**Challenges:**
[a] In the forum thread, what EV spread is planned for the Rest-Talker Machamp?
[b] Return the part of the forum thread between "ps you all suck" and "and good luck!!", inclusive.

Thanks a lot, Shiron


----------



## Dreikoo (Apr 27, 2010)

Tools said:


> I need help with building a Rain Dance team. I've never built one before and here's what I got in a quickie:
> -Lead Damp Rock Bronzong
> -Sword Dance Kabutops
> -Sword Dance Quilfish
> ...



Replace quilfish with something like a sucker punch croagunk and kingdra should be a DD/outrage/waterfall one.


----------



## -ThanatosX- (Apr 27, 2010)

These are the best Machokes I've caught after releasing 20 others or so, but I have trouble choosing which one to use. I'm training it to be a Rest-Talker Machamp with the following EV-spread: 252 HP / 252 Atk / 4 Spe, if that's any help.

Could anyone help me out here? 

Machoke - #67 (Adamant)
HP: 20 - 22
Att: 30
Def: 9 - 11
SpA: 29 - 30
SpD: 27 - 28
Speed: 15 ? 16

Machoke - #67 (Adamant)
HP: 29 - 31
Att: 5 - 6
Def: 31
SpA: 9 - 11
SpD: 25 - 26
Speed: 26 ? 27

Machoke - #67 (Adamant)
HP: 7 - 8
Att: 27 - 28
Def: 31
SpA: 29 - 31
SpD: 20 - 22
Speed: 24 ? 25

Machoke - #67 (Adamant)
HP: 12 - 13
Att: 27 - 28
Def: 26 - 27
SpA: 31
SpD: 28 - 29
Speed: 15 - 16


----------



## Dreikoo (Apr 27, 2010)

I'd use the fourth. 


You should breed them though, otherwise you can't give him bullet punch.


----------



## Death-kun (May 19, 2010)

Dreikoo said:


> Replace quilfish with something like a sucker punch croagunk and kingdra should be a DD/outrage/waterfall one.



Someone doesn't know how many times I've sweeped with an SD Qwilfish in the rain.


----------



## Dani (May 29, 2010)

how many times youve swept* i think you mean


----------



## Nois (Jun 12, 2010)

he did, so what?


----------



## Dani (Jun 21, 2010)

hi you are an immature disgusting turd. i hope i never meet a piece of shit like you in real life because it will take everything i have not to kill them. you need to grow the fuck up and stop visiting a forum for a stupid cartoon anime bitch shit. maybe then you can amount to something better than one of the piece of shits who works at wal mart, has no friends and spends all of their free time posting on a forum full of idiots like yourself. you all are ugly friendless idiots i mean why do you have 5k posts thats absolutely ridiculous. what a fucking retard. have fun jacking off to hentai until youre 40 when youll fuck some ugly fat ass man ^ (not the meaning of the word "respect".).
ps you all suck at pokemon im one of smogons best fuck you all ^_^ ps for your rain dance team i would definitely change zapdos set to a rain supporter with thunder/roost/rain dance/hp grass or something along those lines. your team also seems to lack rain supporters and 3 sweepers is definitely enough-- i would probably drop qwilfish or kabutops in favor of something like lead azelf which can get you off to a better start than bronzong as well as freeing up a moveset on bronzong (sr) where you can put something more useful such as light screen or hypnosis (assuming you are running sr/reflect/explosion/rain dance). hope i helped and good luck!!

**Provided material:**
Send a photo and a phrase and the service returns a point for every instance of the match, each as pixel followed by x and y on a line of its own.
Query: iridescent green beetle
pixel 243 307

**Set of answers:**
[a] 252 HP / 252 Atk / 4 Spe

[b]
ps you all suck at pokemon im one of smogons best fuck you all ^_^ ps for your rain dance team i would definitely change zapdos set to a rain supporter with thunder/roost/rain dance/hp grass or something along those lines. your team also seems to lack rain supporters and 3 sweepers is definitely enough-- i would probably drop qwilfish or kabutops in favor of something like lead azelf which can get you off to a better start than bronzong as well as freeing up a moveset on bronzong (sr) where you can put something more useful such as light screen or hypnosis (assuming you are running sr/reflect/explosion/rain dance). hope i helped and good luck!!